The budding flowers, so often evoked by poets as paragons of beauty and new life, are condemned by the girl for “she judged their petals in disarray” (11). She appreciates nothing else of the blooming life around her either, calling it “a burgeoning / Unruly enough to pitch her five queenly wits / Into vulgar motley” (19-21).To the girl, spring is nothing but a rebellious uprising against her senses. In all, she finds the springtime an entirely unsatisfactory environment, judging “The whole season, sloven” (12). The girl can find no satisfaction in the spring, and withdraws from it entirely, finally banishing it with queen-like authority to the realm of simpletons.

The suitor’s frolicking attempts at winning her affections are subject to the same cold, detached judgments, for to her, his dances are “gestures” that “imbalance the air” (8). His gaiety is to her, merely foolishness, and has no place in her world.In addition to the disarray of nature, she sees all these aspects and characteristics mirrored in her suitor. As critic John M.
───
» **List of tasks**:
1 – According to the poem analysis, what single word does the girl use to judge the whole spring season?
2 – Can you reproduce the poem analysis word for word between "The budding flowers, so" and "realm of simpletons.", inclusive?
───
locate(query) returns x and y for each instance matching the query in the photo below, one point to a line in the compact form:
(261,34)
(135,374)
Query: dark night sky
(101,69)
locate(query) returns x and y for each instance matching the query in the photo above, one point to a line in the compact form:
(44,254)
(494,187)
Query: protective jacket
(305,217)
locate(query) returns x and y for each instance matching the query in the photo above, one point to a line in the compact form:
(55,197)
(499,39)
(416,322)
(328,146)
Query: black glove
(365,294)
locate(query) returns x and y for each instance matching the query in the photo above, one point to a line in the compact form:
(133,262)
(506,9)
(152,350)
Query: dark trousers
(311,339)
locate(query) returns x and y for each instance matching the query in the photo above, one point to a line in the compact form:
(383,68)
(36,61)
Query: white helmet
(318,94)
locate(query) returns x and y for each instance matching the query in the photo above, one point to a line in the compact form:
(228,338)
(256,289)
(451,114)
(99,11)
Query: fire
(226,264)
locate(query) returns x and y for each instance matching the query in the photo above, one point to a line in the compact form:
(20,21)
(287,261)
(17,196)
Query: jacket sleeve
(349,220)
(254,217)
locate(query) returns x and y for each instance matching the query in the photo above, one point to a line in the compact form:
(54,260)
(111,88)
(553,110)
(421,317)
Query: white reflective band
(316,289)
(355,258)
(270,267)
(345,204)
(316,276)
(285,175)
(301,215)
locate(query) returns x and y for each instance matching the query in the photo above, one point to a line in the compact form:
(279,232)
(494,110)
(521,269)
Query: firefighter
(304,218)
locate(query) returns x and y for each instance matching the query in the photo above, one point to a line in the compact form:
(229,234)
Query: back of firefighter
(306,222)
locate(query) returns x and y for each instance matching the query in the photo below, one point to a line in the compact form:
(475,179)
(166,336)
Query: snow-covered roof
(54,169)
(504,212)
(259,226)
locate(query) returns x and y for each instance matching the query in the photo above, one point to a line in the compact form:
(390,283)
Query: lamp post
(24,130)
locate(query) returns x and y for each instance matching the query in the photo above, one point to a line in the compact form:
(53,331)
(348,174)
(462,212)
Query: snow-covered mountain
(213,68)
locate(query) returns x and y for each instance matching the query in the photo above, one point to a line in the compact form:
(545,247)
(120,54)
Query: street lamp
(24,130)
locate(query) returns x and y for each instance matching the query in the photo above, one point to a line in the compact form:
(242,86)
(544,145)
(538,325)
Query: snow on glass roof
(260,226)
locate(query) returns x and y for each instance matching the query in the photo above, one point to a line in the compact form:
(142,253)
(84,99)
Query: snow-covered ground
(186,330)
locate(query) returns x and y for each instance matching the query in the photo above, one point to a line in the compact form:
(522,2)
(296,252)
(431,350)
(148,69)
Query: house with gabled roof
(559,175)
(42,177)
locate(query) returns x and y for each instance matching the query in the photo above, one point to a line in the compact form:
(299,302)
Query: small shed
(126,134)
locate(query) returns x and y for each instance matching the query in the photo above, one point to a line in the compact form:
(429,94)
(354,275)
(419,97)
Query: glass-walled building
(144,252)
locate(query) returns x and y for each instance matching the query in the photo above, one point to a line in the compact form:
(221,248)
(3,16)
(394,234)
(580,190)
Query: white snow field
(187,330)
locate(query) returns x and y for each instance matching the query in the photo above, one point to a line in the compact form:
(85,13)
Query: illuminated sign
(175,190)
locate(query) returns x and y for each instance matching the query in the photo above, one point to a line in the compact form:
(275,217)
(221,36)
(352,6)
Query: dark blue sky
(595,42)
───
» **Solution list**:
1 – "Sloven."

2 –
The budding flowers, so often evoked by poets as paragons of beauty and new life, are condemned by the girl for “she judged their petals in disarray” (11). She appreciates nothing else of the blooming life around her either, calling it “a burgeoning / Unruly enough to pitch her five queenly wits / Into vulgar motley” (19-21).To the girl, spring is nothing but a rebellious uprising against her senses. In all, she finds the springtime an entirely unsatisfactory environment, judging “The whole season, sloven” (12). The girl can find no satisfaction in the spring, and withdraws from it entirely, finally banishing it with queen-like authority to the realm of simpletons.